The Company provides a broad range of financial services to individuals and companies in Medina, Stark and Wayne Counties, Ohio. While the Company’s chief decision makers monitor the revenue streams of the various products and services, operations are managed and financial performance is evaluated on a Company-wide basis. Accordingly, all the Company’s banking operations are considered by management to be aggregated in one reportable operating segment.
The consolidated balance sheet as of March 31, 2007, the consolidated statements of income and comprehensive income, the condensed consolidated statements of changes in shareholders’ equity and the condensed consolidated statements of cash flow for the three month periods ended March 31, 2007 and 2006, have been prepared by the Company without audit. In the opinion of management, all adjustments (consisting of normal recurring accruals) considered necessary for a fair presentation have been included.
The consolidated financial statements have been prepared in accordance with the instructions to Form 10-Q, but do not include all the information and footnotes required by accounting principles generally accepted in the United States of America for complete financial statements. These statements should be read in conjunction with the consolidated financial statements and footnotes in the Company’s annual report on Form 10-K for the year ended December 31, 2006. Operating results for the three months ended March 31, 2007 are not necessarily indicative of the results that may be expected for the year ending December 31, 2007.
Use of Estimates — To prepare financial statements in conformity with accounting principles generally accepted in the United States of America, management makes estimates and assumptions based on available information. These estimates and assumptions effect the amounts reported in the financial statements and the disclosures provided, and actual results could differ. The allowance for loan losses, fair values of financial investments and carrying value of intangible assets are particularly subject to change.

(Dataset rows)
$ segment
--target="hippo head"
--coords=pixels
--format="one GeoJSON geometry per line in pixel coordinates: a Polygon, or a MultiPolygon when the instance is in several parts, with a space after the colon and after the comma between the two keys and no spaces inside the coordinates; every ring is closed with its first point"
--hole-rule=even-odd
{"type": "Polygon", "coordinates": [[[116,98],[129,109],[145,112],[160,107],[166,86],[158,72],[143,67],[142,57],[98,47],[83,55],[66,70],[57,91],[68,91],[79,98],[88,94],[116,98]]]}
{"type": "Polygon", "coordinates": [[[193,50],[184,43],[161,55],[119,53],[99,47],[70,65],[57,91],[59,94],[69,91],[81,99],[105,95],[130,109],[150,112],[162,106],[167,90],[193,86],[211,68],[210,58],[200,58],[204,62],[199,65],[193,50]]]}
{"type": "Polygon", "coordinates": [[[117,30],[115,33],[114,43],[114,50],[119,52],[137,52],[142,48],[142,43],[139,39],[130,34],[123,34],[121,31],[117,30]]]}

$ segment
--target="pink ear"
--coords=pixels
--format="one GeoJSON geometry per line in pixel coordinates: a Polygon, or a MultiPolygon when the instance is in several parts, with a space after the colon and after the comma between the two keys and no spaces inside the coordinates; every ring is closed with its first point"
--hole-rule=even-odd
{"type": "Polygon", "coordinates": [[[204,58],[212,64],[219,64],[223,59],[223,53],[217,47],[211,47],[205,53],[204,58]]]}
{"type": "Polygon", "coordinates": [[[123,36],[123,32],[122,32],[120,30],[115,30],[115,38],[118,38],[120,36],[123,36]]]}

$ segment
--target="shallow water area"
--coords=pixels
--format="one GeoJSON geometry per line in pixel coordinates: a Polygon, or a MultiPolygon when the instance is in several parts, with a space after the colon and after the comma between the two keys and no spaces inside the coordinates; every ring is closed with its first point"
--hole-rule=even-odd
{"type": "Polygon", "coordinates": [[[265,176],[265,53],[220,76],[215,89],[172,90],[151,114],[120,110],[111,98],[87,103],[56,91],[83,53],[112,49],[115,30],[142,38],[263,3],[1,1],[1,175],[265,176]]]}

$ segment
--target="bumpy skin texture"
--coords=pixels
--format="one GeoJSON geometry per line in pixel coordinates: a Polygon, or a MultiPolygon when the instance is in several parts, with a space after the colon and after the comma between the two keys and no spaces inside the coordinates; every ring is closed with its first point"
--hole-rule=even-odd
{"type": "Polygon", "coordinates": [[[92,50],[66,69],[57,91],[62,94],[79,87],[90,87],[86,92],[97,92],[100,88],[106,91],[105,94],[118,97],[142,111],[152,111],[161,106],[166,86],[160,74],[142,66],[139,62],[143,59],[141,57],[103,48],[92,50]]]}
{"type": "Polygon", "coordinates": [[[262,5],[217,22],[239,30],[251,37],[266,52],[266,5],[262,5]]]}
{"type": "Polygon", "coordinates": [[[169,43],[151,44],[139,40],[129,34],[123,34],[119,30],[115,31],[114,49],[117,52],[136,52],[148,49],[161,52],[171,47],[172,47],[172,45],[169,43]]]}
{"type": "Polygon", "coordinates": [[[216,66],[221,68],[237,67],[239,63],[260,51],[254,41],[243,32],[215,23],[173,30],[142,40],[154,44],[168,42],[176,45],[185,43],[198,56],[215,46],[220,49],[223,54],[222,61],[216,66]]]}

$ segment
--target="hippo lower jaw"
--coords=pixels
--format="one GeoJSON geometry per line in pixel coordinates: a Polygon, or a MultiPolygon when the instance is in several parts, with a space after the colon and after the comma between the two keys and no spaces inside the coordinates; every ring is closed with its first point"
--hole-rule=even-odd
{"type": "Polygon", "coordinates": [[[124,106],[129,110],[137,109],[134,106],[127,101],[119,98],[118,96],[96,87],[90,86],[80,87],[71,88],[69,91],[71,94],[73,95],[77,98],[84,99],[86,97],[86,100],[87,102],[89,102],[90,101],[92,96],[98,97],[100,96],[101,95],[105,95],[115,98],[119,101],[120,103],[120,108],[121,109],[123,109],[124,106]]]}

> Job 1:
Answer these about the notes on the Company's financial statements:
(a) In which Ohio counties does the Company provide financial services?
(b) Which annual report should these statements be read together with?
(c) Which three items are named as particularly subject to change?
> Job 2: Copy the notes on the Company's financial statements from "The consolidated financial statements have" to "December 31, 2007.", swapping "Operating results" for "Financial results".
> Job 3: Extend the notes on the Company's financial statements, picking up after their last sentence.

> Answer 1:
(a) Medina, Stark and Wayne Counties.
(b) The Company's annual report on Form 10-K for the year ended December 31, 2006.
(c) The allowance for loan losses, fair values of financial investments and carrying value of intangible assets.

> Answer 2:
The consolidated financial statements have been prepared in accordance with the instructions to Form 10-Q, but do not include all the information and footnotes required by accounting principles generally accepted in the United States of America for complete financial statements. These statements should be read in conjunction with the consolidated financial statements and footnotes in the Company’s annual report on Form 10-K for the year ended December 31, 2006. Financial results for the three months ended March 31, 2007 are not necessarily indicative of the results that may be expected for the year ending December 31, 2007.

> Answer 3:
Reclassifications — Certain items in the prior year financial statements were reclassified to conform to the current presentation.
FASB Interpretation 48- National Bancshares Corporation adopted FASB Interpretation 48, Accounting for Uncertainty in Income Taxes(FIN 48) as of January 1, 2007. A tax position is recognized as a benefit only if it is “more likely than not” that the tax position would be sustained in a tax examination, with a tax examination being presumed to occur. The amount recognized is the largest amount of tax benefit that is greater than 50% likely of being realized on examination. For tax positions not meeting the “more likely than not” test, no tax benefit is recorded. The adoption had no affect on National Bancshares Corporation’s financial statements.
National Bancshares Corporation and its subsidiary are subject to U.S. federal income tax as well as income tax of the state of Ohio. National Bancshares Corporation is no longer subject to examination by taxing authorities for years before 2002. National Bancshares Corporation does not expect the total amount of unrecognized tax benefits to significantly increase in the next twelve months.
National Bancshares Corporation recognizes interest and/or penalties related to income tax matters in income tax expense. National Bancshares Corporation did not have any amounts accrued for interest and penalties at January 1, 2007.
7
FASB 159
In February of 2007, the FASB issued Statement of Financial Accounting Standards No. 159 (“SFAS 159”), The Fair Value Option for Financial Assets and Financial Liabilities, which gives entities the option to measure eligible financial assets, and financial liabilities at fair value on an instrument by instrument basis, that are otherwise not permitted to be accounted for at fair value under other accounting standards. The election to use the fair value option is available when an entity first recognizes a financial asset or financial liability. Subsequent changes in fair value must be recorded in earnings. This statement is effective as of the beginning of a company’s first fiscal year after November 15, 2007. National Bancshares Corporation is in the process of analyzing the potential impact of SFAS 159.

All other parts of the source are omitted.